Verilen Metin:
Bu seçimlerde kâğıt bültenlerle birlikte makine ile de oy verildi. Seçim seksiyonlarına 9 binden fazla seçim makinası dağıtıldı. Böylece seçimde hilekârlık önlenmek istedi. Bankomat kartı veya cep telefonu kullananlar makinelerle oy verdi. Seçmenlerin üçte biri yeni araçları kullandı.
Türk seçmenlerden yalnız 22 bini oy verirken makinadan faydalanırken, Hakovo ili “Zornıtsa” köyünde hepsi makine ile başarılı oy verdi.
HÖH partisi “fahri başkanı” Ahmet Doğan’a bu seçimde gazeteciler ilgi göstermedi. Oy verdikten sonra demeç vermeyi ve değerlendirmede bulunmayı seven Doğan’a soru soran gazeteci olmadı.
4 Nisan seçimleriyle ilgili sistemli propaganda yapan İstanbul / Bayrampaşa merkezli Bulgaristan Türkleri Kültür ve Hizmet Derneği BULTÜRK;
Bulgar partilerinin seçim listelerine aldığı Türk adayların tercihli oy kullanarak desteklenmesini önerdi ve istedi. Bu konuda aydınlatıcı Bildiriler yayınladı. Birçok uluslararası video konferans yaptı. Basın açıklamalarında bulundu. Yürütülen yoğun çalışmalar sonuç verdi ve milletvekili adaylarından altısı milletvekili seçildi. Yeni girişim Bulgaristan Türkleri Avrupa Derneği tarafından da desteklendi.
Kutlanması gereken bu büyük başarı bir ilktir. Şimdiye kadar HÖH-DPS dışında bu yöntemle Türk milletvekili seçilmemişti. İsabetli girişim ve etkileyici çalışmalarından ötürü BULTÜRK Genel Başkanı Sayın Rafet Ulutürk ve ekibini başarılı öngörülerinden dolayı tebrik eder, başarılarının devamını dileriz.

Sağlanan Veriler:
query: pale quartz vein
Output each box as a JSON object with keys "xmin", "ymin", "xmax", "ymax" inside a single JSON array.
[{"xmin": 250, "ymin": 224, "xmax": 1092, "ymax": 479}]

* * *

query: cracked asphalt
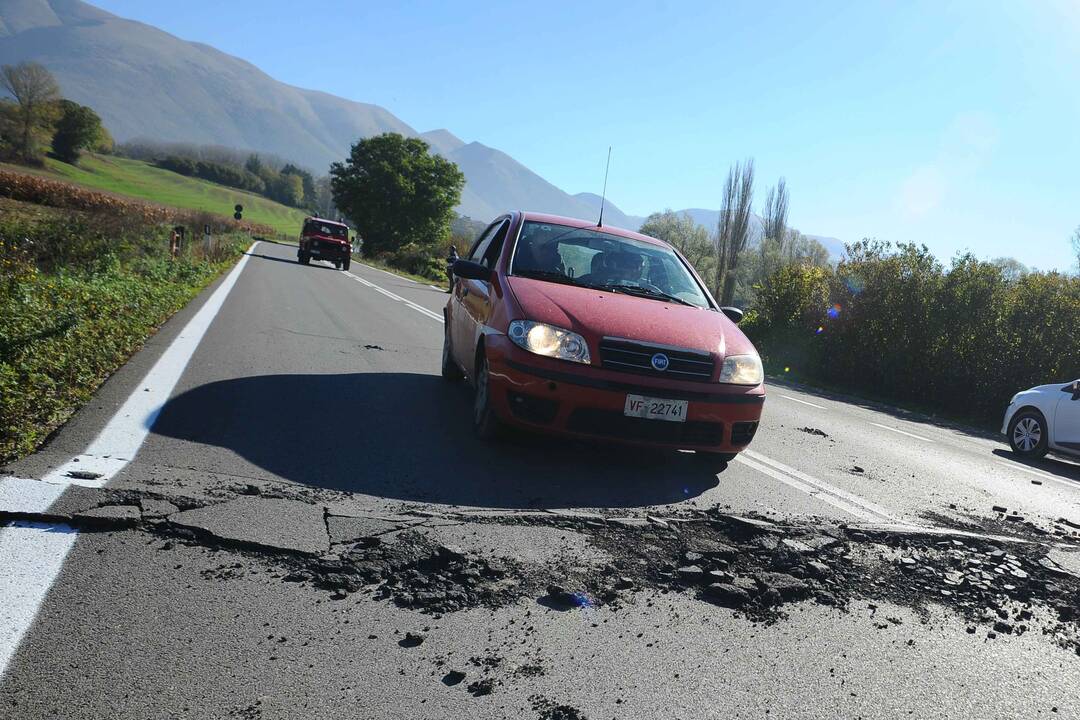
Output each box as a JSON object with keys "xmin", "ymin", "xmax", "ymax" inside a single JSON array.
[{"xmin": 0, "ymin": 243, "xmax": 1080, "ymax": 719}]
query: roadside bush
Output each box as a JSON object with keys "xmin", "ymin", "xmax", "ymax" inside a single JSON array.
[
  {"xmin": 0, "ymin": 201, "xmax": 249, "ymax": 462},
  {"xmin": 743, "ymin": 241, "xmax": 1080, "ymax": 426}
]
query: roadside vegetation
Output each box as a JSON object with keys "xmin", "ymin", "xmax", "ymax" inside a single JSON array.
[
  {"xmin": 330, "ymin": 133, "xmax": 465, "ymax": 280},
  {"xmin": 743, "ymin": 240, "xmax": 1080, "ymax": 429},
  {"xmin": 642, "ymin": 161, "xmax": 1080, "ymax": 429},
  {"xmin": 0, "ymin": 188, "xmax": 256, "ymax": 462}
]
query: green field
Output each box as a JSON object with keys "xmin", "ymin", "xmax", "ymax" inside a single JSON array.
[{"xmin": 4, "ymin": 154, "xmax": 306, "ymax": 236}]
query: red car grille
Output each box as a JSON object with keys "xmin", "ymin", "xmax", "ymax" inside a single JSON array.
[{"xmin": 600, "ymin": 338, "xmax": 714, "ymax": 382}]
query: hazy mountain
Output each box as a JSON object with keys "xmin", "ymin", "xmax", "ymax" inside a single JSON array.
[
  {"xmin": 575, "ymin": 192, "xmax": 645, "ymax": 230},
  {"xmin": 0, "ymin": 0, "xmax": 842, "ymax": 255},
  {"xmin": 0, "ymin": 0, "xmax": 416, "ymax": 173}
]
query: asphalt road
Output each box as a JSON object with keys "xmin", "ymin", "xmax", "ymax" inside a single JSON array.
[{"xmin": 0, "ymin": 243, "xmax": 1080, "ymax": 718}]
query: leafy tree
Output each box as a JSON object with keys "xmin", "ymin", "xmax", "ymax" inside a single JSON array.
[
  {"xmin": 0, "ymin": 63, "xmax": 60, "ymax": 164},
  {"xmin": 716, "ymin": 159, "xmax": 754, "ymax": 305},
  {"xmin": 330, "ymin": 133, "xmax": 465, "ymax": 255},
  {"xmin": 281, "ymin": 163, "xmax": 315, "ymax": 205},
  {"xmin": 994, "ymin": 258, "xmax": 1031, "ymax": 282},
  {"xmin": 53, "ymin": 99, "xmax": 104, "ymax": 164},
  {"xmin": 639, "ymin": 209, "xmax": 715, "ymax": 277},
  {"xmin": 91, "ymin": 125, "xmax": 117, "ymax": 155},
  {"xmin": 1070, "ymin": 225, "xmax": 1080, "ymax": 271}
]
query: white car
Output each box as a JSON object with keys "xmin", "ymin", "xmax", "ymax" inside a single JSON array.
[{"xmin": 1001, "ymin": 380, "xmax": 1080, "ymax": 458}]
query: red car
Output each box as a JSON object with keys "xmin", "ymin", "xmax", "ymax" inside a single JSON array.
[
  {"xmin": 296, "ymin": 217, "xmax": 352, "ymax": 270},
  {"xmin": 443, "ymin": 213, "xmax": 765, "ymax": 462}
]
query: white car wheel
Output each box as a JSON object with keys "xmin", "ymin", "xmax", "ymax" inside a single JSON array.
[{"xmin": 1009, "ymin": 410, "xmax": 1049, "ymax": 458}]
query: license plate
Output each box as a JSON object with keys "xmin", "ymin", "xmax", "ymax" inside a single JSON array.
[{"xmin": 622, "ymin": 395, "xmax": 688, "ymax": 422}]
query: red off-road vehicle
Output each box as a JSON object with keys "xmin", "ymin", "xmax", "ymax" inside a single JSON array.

Yapılacaklar:
1 - Verilen metindeki "Kutlanması gereken bu" ifadesinden "başarılarının devamını dileriz." ifadesine kadar olan kısmı kelimesi kelimesine aktarın.
2 - Verilen metindeki "Seçmenlerin üçte biri yeni araçları kullandı." cümlesini İngilizceye çevirin.
3 - Verilen metne göre bu seçimlerde makineyle de oy verilmesinin amacını bir ile üç cümle arasında açıklayın.
Bu verilere ihtiyaç yoktur.

Cevaplar:
1 -
Kutlanması gereken bu büyük başarı bir ilktir. Şimdiye kadar HÖH-DPS dışında bu yöntemle Türk milletvekili seçilmemişti. İsabetli girişim ve etkileyici çalışmalarından ötürü BULTÜRK Genel Başkanı Sayın Rafet Ulutürk ve ekibini başarılı öngörülerinden dolayı tebrik eder, başarılarının devamını dileriz.

2 - One third of the voters used the new devices.

3 - Makineyle oy verilmesinin amacı, seçimde hilekârlığı önlemekti. Bu amaçla seçim seksiyonlarına 9 binden fazla seçim makinesi dağıtıldı.